## Annotated photo localization data
= = = = = = =

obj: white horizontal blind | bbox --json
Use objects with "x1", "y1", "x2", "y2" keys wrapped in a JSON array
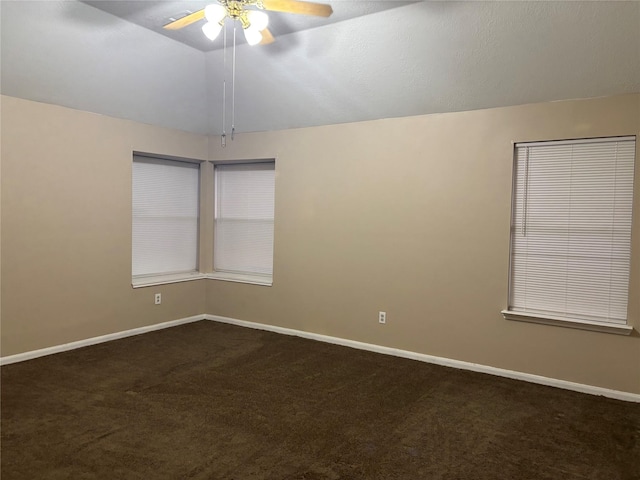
[
  {"x1": 214, "y1": 162, "x2": 275, "y2": 276},
  {"x1": 509, "y1": 137, "x2": 635, "y2": 324},
  {"x1": 132, "y1": 156, "x2": 200, "y2": 276}
]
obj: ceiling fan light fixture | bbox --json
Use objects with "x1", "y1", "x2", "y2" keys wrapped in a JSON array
[
  {"x1": 161, "y1": 0, "x2": 333, "y2": 143},
  {"x1": 246, "y1": 10, "x2": 269, "y2": 31},
  {"x1": 204, "y1": 4, "x2": 226, "y2": 23},
  {"x1": 244, "y1": 26, "x2": 263, "y2": 46},
  {"x1": 202, "y1": 21, "x2": 223, "y2": 41}
]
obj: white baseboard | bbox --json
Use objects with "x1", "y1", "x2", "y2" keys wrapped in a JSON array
[
  {"x1": 205, "y1": 314, "x2": 640, "y2": 403},
  {"x1": 0, "y1": 314, "x2": 206, "y2": 366},
  {"x1": 3, "y1": 312, "x2": 638, "y2": 403}
]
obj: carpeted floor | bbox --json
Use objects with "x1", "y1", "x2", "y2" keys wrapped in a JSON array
[{"x1": 1, "y1": 321, "x2": 639, "y2": 479}]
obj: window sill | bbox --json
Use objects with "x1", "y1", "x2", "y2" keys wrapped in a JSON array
[
  {"x1": 501, "y1": 310, "x2": 633, "y2": 336},
  {"x1": 132, "y1": 272, "x2": 205, "y2": 288},
  {"x1": 206, "y1": 272, "x2": 272, "y2": 286}
]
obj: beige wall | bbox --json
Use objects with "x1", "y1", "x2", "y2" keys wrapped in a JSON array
[
  {"x1": 207, "y1": 94, "x2": 640, "y2": 394},
  {"x1": 1, "y1": 96, "x2": 208, "y2": 355},
  {"x1": 2, "y1": 93, "x2": 639, "y2": 394}
]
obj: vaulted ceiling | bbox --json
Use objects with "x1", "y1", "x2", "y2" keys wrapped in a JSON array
[{"x1": 1, "y1": 1, "x2": 639, "y2": 136}]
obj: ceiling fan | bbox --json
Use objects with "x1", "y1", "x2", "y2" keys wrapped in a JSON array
[{"x1": 164, "y1": 0, "x2": 333, "y2": 46}]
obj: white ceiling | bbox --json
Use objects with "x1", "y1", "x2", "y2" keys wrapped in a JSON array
[
  {"x1": 1, "y1": 1, "x2": 639, "y2": 136},
  {"x1": 81, "y1": 0, "x2": 415, "y2": 51}
]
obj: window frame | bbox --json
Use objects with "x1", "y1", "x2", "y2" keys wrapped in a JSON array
[
  {"x1": 210, "y1": 160, "x2": 276, "y2": 287},
  {"x1": 131, "y1": 153, "x2": 206, "y2": 288},
  {"x1": 501, "y1": 136, "x2": 636, "y2": 335}
]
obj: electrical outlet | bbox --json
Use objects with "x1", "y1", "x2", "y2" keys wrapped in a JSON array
[
  {"x1": 154, "y1": 293, "x2": 162, "y2": 305},
  {"x1": 379, "y1": 311, "x2": 386, "y2": 324}
]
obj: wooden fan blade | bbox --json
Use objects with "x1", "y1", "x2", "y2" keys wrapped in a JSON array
[
  {"x1": 260, "y1": 28, "x2": 275, "y2": 45},
  {"x1": 163, "y1": 9, "x2": 206, "y2": 30},
  {"x1": 261, "y1": 0, "x2": 332, "y2": 17}
]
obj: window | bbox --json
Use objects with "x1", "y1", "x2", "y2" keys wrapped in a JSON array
[
  {"x1": 502, "y1": 136, "x2": 636, "y2": 335},
  {"x1": 132, "y1": 155, "x2": 200, "y2": 281},
  {"x1": 213, "y1": 162, "x2": 275, "y2": 284}
]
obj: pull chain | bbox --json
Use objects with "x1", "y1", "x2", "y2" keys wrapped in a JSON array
[
  {"x1": 231, "y1": 21, "x2": 237, "y2": 141},
  {"x1": 221, "y1": 23, "x2": 227, "y2": 147}
]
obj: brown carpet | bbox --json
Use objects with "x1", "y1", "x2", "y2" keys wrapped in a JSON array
[{"x1": 1, "y1": 321, "x2": 639, "y2": 480}]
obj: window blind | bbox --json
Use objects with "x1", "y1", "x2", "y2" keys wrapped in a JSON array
[
  {"x1": 508, "y1": 137, "x2": 635, "y2": 325},
  {"x1": 132, "y1": 156, "x2": 200, "y2": 277},
  {"x1": 214, "y1": 162, "x2": 275, "y2": 276}
]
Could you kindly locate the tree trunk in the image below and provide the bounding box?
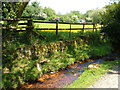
[9,1,30,26]
[16,1,30,18]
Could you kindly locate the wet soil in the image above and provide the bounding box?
[21,53,120,89]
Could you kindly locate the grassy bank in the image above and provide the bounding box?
[66,59,120,88]
[2,31,113,89]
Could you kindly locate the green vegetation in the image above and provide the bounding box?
[22,2,56,21]
[2,1,104,25]
[34,22,101,30]
[2,31,113,89]
[58,11,84,23]
[85,8,104,23]
[2,2,29,18]
[21,1,104,23]
[66,59,120,88]
[36,31,82,42]
[101,1,120,49]
[2,0,120,89]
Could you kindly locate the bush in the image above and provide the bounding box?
[2,31,113,89]
[2,58,42,89]
[101,3,120,49]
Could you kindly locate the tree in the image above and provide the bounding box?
[2,1,30,25]
[23,2,57,21]
[2,0,31,44]
[2,1,30,18]
[70,11,84,19]
[101,1,120,49]
[43,7,56,21]
[22,2,47,20]
[85,10,93,17]
[85,9,104,23]
[59,11,84,23]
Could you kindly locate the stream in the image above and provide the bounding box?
[21,53,120,89]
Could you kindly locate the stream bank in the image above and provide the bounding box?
[2,31,113,89]
[88,65,119,88]
[21,52,120,89]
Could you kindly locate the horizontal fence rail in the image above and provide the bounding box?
[1,18,102,36]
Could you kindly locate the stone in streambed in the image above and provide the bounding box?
[88,63,100,69]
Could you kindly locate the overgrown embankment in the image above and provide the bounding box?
[2,31,112,89]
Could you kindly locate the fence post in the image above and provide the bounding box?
[93,23,95,32]
[95,24,97,32]
[82,24,85,32]
[26,19,33,39]
[26,19,33,31]
[56,22,58,35]
[69,23,72,37]
[101,24,103,30]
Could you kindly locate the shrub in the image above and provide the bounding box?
[2,31,113,89]
[101,3,120,49]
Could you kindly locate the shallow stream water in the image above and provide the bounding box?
[21,53,119,89]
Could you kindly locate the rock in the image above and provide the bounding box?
[36,63,42,71]
[88,63,100,69]
[3,68,10,73]
[50,71,56,74]
[74,74,77,76]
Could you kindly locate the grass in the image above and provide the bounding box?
[66,59,120,88]
[2,24,112,89]
[1,20,101,32]
[34,22,101,32]
[36,31,83,42]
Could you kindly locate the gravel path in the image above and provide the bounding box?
[88,66,119,88]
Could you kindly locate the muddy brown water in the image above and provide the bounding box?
[21,53,119,89]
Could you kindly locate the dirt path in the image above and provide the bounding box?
[88,66,119,88]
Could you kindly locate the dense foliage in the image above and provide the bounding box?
[2,31,112,89]
[21,1,104,23]
[2,1,29,18]
[101,2,120,49]
[85,9,104,23]
[2,1,104,23]
[2,1,30,26]
[22,2,56,21]
[2,0,119,89]
[58,11,84,23]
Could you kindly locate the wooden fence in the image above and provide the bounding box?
[1,18,102,36]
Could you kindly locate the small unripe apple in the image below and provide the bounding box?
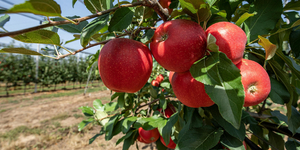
[206,22,247,64]
[98,38,153,93]
[158,103,176,118]
[150,19,207,73]
[138,127,160,143]
[137,135,152,144]
[151,80,160,87]
[156,74,164,83]
[236,59,271,107]
[171,71,215,108]
[160,136,176,149]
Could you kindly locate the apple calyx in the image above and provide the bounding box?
[248,84,258,94]
[159,34,168,42]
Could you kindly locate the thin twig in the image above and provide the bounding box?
[55,27,155,59]
[55,39,112,59]
[0,1,144,38]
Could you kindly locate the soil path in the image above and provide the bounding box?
[0,90,158,150]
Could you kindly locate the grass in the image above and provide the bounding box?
[73,114,84,119]
[0,81,102,96]
[33,86,107,100]
[41,113,70,124]
[0,109,8,113]
[0,85,107,105]
[0,126,42,141]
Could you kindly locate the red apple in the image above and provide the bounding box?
[206,22,247,65]
[151,80,160,87]
[98,38,153,93]
[160,136,176,149]
[156,74,164,83]
[150,19,207,73]
[169,71,174,84]
[171,71,215,108]
[236,59,271,107]
[159,0,173,15]
[158,103,176,118]
[138,127,160,143]
[137,135,152,144]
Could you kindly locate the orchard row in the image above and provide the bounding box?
[0,53,99,90]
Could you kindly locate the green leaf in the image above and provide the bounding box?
[235,12,256,26]
[112,119,124,136]
[244,0,283,43]
[78,118,94,131]
[288,106,300,135]
[95,111,109,126]
[72,0,78,8]
[104,114,120,140]
[0,48,42,56]
[11,30,60,45]
[178,126,223,150]
[206,33,219,52]
[284,1,300,11]
[290,27,300,58]
[206,105,245,141]
[0,14,10,27]
[122,131,138,150]
[84,0,112,13]
[108,7,134,32]
[220,132,245,150]
[268,131,284,150]
[5,0,61,17]
[89,131,104,144]
[190,52,221,86]
[52,16,88,33]
[42,21,58,32]
[80,14,109,47]
[93,99,104,111]
[104,102,119,112]
[161,105,181,145]
[116,129,135,145]
[180,0,211,22]
[285,138,300,150]
[204,52,244,129]
[179,0,197,14]
[122,117,137,133]
[135,116,167,130]
[206,0,217,7]
[271,110,288,124]
[268,59,297,119]
[79,106,94,117]
[140,29,154,44]
[156,138,168,150]
[269,78,290,105]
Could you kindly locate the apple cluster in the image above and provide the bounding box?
[98,19,271,109]
[138,103,177,148]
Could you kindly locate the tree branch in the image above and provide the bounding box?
[0,1,144,38]
[0,0,168,38]
[143,0,169,22]
[55,27,155,59]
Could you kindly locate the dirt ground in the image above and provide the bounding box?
[0,89,158,150]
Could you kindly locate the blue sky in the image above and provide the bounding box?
[0,0,102,56]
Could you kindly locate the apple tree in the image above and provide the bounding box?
[1,0,300,149]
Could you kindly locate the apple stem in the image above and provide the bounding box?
[258,99,267,115]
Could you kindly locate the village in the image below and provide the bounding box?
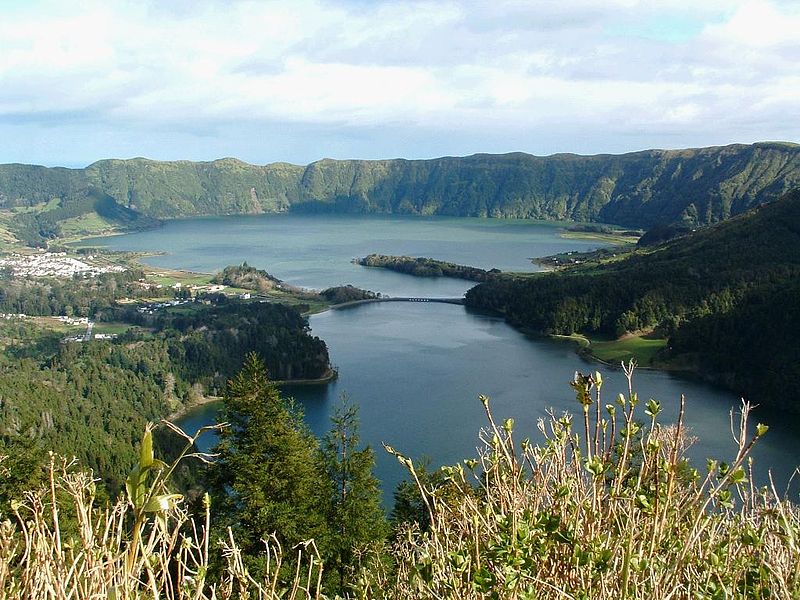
[0,251,126,278]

= = = = = = =

## Your objective
The lines from the top of the data above through the one holding "obj: window sill | bbox --json" are to be repeated exactly, and only those, with no pictures.

## Result of this task
obj: white horizontal blind | bbox --json
Use objects with "x1", "y1", "x2", "y2" keys wrapped in a JSON array
[
  {"x1": 214, "y1": 162, "x2": 275, "y2": 276},
  {"x1": 509, "y1": 137, "x2": 635, "y2": 324},
  {"x1": 132, "y1": 156, "x2": 200, "y2": 276}
]
obj: ceiling fan light fixture | bbox --json
Use objects with "x1", "y1", "x2", "y2" keys wrapped in a JSON array
[
  {"x1": 161, "y1": 0, "x2": 333, "y2": 143},
  {"x1": 246, "y1": 10, "x2": 269, "y2": 31},
  {"x1": 204, "y1": 4, "x2": 226, "y2": 23},
  {"x1": 244, "y1": 26, "x2": 263, "y2": 46},
  {"x1": 202, "y1": 21, "x2": 223, "y2": 41}
]
obj: white baseboard | bbox --json
Use objects with "x1", "y1", "x2", "y2" keys wrapped in a JSON array
[
  {"x1": 205, "y1": 314, "x2": 640, "y2": 403},
  {"x1": 0, "y1": 314, "x2": 206, "y2": 366},
  {"x1": 3, "y1": 312, "x2": 638, "y2": 403}
]
obj: carpeted floor | bbox --json
Use objects with "x1", "y1", "x2", "y2" keys wrapped in a JSON array
[{"x1": 1, "y1": 321, "x2": 639, "y2": 479}]
obj: window sill | bbox --json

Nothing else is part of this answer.